- _EXERCISE GOAL_: Count the lines in the rows below that contain the string "house". Reply with that number alone.
— start of RECORDS FOR THE EXERCISE —
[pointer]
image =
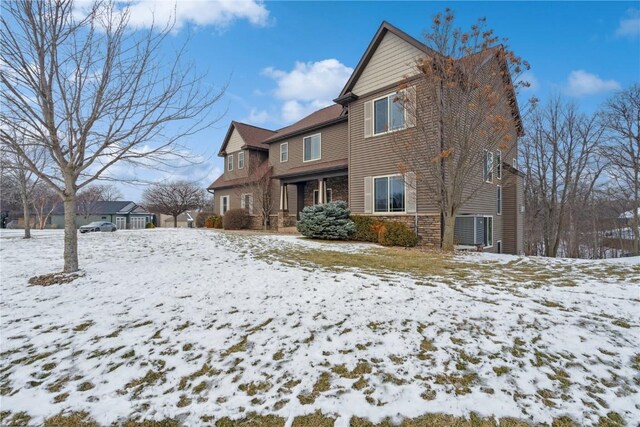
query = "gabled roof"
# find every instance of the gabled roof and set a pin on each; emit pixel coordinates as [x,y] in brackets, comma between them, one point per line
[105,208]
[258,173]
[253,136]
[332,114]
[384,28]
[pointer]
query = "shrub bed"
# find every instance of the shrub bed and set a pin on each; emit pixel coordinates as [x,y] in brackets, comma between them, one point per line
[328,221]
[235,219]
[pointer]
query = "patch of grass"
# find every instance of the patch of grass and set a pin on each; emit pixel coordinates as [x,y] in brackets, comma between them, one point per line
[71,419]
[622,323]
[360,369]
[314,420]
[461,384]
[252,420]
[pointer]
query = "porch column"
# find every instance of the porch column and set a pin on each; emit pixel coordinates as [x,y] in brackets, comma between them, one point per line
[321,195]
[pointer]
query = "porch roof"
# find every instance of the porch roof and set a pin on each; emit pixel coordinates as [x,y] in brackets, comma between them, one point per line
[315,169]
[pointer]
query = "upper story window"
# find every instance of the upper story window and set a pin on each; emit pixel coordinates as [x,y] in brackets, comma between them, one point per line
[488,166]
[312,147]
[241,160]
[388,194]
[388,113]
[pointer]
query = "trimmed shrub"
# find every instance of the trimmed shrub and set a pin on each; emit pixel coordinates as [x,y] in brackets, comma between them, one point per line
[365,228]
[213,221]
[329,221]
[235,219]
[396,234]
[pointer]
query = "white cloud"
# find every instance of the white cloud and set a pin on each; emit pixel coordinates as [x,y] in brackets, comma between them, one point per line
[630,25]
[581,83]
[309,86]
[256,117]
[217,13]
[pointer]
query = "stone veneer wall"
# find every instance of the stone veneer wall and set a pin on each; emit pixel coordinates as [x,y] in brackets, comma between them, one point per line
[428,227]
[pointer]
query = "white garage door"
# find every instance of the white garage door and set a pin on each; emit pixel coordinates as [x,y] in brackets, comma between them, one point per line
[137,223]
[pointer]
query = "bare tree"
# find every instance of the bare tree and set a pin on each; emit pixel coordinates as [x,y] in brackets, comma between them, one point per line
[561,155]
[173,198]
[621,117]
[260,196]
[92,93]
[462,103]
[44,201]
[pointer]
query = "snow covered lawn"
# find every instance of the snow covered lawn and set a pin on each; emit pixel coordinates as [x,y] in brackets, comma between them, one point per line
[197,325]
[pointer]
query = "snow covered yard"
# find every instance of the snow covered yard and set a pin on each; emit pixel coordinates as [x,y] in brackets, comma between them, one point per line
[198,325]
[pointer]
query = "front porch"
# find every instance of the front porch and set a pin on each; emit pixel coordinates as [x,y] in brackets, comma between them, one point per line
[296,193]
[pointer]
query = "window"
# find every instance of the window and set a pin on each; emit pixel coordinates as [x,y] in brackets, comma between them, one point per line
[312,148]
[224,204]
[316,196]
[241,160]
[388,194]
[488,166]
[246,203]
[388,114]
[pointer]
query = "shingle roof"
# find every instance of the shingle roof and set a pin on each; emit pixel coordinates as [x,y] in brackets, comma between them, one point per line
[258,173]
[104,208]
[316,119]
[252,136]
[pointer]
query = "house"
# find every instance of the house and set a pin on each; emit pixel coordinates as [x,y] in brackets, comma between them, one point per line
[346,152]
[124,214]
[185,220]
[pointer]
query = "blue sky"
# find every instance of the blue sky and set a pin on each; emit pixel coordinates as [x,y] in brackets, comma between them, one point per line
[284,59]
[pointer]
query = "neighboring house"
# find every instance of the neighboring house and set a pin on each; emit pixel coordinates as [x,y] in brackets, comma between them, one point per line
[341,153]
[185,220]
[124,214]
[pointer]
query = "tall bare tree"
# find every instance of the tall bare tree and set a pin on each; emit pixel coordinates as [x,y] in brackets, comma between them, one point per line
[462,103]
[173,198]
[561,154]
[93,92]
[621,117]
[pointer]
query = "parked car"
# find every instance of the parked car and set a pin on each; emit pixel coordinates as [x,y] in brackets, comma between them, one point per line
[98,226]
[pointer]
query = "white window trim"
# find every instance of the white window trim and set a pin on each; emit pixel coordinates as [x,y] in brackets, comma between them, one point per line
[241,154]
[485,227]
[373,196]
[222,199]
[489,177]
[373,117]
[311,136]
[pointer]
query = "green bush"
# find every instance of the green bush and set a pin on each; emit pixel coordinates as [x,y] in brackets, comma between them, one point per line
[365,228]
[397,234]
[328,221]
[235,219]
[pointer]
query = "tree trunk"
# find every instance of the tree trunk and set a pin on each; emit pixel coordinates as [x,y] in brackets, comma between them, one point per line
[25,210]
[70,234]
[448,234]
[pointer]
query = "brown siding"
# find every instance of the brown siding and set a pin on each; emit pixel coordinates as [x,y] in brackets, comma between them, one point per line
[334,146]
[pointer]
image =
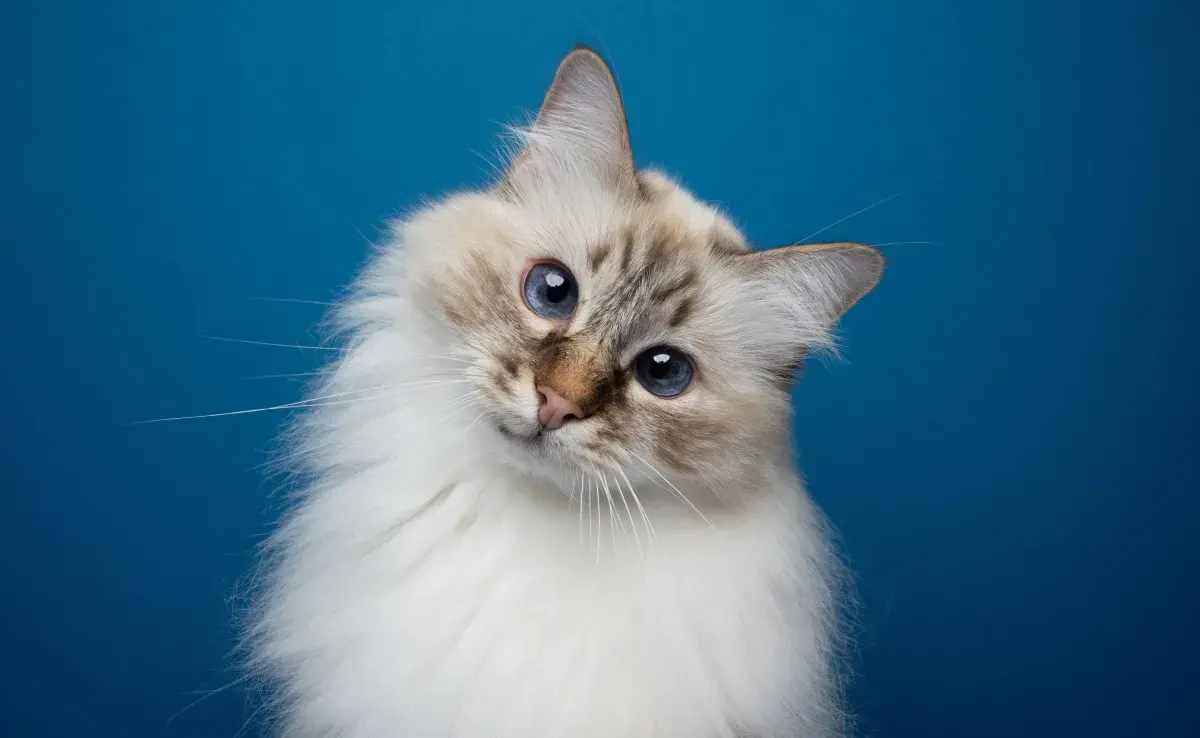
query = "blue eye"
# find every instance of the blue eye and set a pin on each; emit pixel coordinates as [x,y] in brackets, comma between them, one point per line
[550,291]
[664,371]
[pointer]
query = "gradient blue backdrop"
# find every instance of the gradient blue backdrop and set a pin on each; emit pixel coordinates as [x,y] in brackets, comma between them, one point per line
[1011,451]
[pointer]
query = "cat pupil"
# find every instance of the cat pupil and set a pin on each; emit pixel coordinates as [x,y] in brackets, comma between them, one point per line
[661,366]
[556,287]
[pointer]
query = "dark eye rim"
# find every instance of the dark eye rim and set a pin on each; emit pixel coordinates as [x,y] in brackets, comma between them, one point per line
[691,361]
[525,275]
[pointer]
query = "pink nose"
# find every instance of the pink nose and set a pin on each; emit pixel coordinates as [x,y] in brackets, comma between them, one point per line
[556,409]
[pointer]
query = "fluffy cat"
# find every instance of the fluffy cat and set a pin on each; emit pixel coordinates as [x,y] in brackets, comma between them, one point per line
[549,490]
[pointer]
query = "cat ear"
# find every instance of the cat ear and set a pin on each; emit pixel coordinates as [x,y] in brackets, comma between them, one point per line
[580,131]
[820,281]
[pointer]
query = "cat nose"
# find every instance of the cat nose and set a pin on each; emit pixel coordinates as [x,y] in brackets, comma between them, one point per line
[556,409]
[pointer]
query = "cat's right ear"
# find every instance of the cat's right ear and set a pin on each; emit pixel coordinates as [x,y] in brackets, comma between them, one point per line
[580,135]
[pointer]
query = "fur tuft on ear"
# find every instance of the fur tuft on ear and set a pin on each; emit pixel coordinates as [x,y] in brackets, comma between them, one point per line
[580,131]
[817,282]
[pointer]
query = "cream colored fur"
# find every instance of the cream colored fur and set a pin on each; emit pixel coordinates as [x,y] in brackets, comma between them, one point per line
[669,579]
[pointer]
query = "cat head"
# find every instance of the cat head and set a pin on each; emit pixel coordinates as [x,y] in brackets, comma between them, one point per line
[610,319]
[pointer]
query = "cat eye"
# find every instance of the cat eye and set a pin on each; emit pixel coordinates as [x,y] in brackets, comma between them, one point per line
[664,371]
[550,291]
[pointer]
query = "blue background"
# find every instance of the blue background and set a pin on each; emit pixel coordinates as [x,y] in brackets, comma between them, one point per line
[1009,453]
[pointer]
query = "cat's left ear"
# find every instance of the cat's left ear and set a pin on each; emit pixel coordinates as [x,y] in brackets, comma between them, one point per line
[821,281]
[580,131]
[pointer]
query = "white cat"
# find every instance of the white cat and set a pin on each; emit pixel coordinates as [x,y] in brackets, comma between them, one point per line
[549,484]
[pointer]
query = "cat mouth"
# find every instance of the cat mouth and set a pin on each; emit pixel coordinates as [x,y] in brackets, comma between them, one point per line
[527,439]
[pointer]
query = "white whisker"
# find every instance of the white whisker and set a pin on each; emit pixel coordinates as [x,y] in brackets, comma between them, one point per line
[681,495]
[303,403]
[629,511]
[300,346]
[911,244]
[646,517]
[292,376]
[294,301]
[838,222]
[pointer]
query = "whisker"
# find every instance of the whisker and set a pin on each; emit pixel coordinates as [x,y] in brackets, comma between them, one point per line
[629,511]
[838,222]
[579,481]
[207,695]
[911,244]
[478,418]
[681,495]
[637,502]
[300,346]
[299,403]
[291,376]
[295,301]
— end of RECORDS FOR THE EXERCISE —
— start of RECORDS FOR THE EXERCISE —
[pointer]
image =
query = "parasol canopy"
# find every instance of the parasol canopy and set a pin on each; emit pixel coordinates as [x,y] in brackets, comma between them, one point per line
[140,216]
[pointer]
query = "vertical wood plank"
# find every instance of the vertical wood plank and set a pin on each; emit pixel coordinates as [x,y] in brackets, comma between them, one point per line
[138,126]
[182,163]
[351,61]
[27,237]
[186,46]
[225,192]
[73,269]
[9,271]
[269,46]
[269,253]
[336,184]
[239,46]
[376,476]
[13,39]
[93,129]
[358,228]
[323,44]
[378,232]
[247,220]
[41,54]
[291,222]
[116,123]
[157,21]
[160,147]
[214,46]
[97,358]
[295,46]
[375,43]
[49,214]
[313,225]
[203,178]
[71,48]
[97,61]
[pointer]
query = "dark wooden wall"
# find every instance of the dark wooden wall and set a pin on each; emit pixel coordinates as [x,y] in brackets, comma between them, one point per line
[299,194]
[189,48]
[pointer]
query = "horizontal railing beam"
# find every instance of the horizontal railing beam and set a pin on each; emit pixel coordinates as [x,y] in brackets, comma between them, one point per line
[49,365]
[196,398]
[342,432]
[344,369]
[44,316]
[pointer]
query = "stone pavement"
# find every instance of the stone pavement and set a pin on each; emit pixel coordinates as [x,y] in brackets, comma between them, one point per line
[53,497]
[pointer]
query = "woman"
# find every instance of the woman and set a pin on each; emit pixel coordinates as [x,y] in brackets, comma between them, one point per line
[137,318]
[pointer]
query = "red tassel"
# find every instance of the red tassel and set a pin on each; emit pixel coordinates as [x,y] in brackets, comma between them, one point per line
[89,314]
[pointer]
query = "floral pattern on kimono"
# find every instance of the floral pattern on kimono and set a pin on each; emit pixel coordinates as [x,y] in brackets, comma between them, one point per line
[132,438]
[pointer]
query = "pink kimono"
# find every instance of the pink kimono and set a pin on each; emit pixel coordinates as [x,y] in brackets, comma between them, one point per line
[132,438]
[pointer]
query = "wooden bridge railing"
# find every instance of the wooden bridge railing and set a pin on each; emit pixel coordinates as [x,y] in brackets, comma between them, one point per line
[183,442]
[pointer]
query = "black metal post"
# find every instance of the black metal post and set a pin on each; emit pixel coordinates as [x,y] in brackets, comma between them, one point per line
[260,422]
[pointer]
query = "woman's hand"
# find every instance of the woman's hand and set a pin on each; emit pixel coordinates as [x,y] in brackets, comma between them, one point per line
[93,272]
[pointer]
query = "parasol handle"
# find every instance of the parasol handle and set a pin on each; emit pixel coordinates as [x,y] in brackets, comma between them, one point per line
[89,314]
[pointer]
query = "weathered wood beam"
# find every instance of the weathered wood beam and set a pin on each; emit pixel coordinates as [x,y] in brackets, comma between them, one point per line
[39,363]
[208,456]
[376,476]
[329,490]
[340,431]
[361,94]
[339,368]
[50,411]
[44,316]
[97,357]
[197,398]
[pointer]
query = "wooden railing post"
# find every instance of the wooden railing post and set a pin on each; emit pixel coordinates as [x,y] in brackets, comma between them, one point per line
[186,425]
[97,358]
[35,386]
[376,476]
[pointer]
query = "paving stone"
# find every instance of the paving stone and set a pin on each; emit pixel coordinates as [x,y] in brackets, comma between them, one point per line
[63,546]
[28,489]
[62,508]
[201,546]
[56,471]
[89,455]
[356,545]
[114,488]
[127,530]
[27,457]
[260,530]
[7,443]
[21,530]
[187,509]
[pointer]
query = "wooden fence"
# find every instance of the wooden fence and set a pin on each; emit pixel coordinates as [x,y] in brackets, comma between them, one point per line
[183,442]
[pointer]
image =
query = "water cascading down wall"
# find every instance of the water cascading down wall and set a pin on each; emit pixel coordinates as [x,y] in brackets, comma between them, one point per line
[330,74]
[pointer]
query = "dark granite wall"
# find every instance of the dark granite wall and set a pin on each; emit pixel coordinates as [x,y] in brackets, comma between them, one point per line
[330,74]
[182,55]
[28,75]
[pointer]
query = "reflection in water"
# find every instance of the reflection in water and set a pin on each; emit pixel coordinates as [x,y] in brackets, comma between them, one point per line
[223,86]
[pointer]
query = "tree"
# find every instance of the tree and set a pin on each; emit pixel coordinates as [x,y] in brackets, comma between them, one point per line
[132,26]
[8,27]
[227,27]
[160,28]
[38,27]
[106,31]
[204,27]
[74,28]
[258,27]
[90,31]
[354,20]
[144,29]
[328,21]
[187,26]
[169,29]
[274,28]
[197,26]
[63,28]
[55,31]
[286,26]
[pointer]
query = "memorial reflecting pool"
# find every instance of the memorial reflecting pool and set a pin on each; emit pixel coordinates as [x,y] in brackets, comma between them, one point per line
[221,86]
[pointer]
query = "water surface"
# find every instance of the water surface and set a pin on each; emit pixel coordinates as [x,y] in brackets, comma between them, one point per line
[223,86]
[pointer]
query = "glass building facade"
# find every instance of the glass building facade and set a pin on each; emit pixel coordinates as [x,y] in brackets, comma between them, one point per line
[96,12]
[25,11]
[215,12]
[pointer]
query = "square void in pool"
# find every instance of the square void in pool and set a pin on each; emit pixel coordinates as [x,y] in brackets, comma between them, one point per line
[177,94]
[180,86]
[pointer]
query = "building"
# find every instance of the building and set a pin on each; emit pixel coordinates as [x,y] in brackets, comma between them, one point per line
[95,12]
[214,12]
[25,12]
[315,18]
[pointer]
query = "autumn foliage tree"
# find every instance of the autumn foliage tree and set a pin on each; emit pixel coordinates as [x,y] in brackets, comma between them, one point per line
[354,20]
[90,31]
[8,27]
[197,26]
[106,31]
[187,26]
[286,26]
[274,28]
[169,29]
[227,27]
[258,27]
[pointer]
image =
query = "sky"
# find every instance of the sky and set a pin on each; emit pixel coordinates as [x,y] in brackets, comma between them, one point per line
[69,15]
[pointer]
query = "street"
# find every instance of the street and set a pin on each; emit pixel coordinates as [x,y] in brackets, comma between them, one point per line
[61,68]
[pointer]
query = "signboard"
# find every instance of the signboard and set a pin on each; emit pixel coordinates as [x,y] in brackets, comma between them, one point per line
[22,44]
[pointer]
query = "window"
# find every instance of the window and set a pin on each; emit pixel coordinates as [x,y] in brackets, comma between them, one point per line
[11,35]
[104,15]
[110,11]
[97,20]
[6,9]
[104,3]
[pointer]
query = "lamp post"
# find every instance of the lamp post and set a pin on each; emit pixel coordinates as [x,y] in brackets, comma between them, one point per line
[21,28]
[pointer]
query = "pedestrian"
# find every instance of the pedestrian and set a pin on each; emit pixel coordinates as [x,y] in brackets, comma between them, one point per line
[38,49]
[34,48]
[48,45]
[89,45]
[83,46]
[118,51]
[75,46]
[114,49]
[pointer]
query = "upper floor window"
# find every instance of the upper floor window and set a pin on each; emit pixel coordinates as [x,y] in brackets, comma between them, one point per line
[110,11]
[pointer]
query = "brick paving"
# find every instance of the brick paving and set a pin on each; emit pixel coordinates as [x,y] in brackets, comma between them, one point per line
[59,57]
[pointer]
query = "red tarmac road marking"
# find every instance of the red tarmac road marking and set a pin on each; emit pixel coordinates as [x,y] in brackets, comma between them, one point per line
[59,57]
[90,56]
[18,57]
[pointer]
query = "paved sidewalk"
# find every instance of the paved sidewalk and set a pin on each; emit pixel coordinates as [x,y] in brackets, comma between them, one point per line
— end of RECORDS FOR THE EXERCISE —
— start of RECORDS FOR THE EXERCISE —
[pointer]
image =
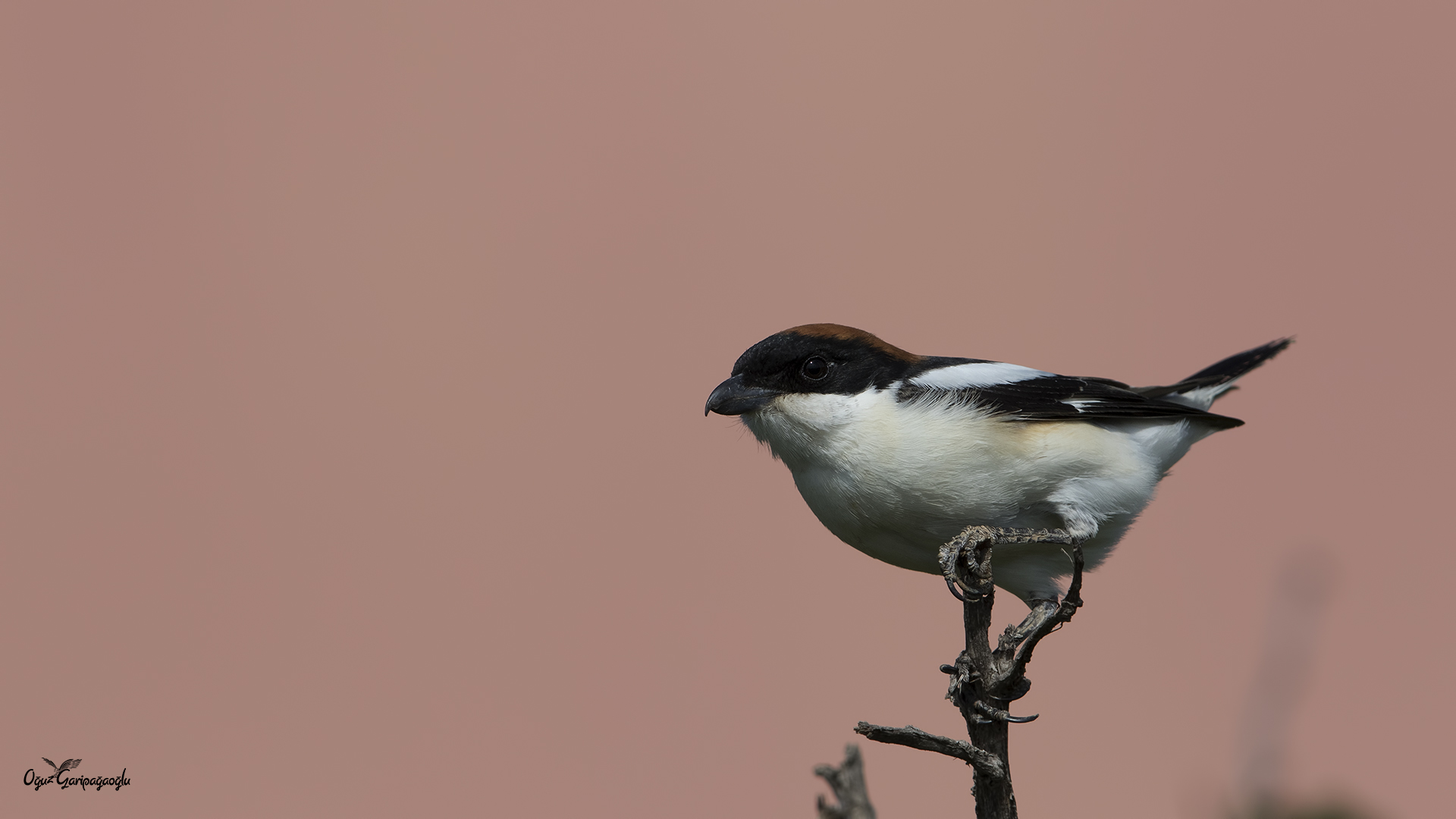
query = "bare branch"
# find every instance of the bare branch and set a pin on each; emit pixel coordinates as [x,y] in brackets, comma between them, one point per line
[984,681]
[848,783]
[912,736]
— end of RECORDS FOR THE EXERCISE —
- _TASK RESPONSE_: 4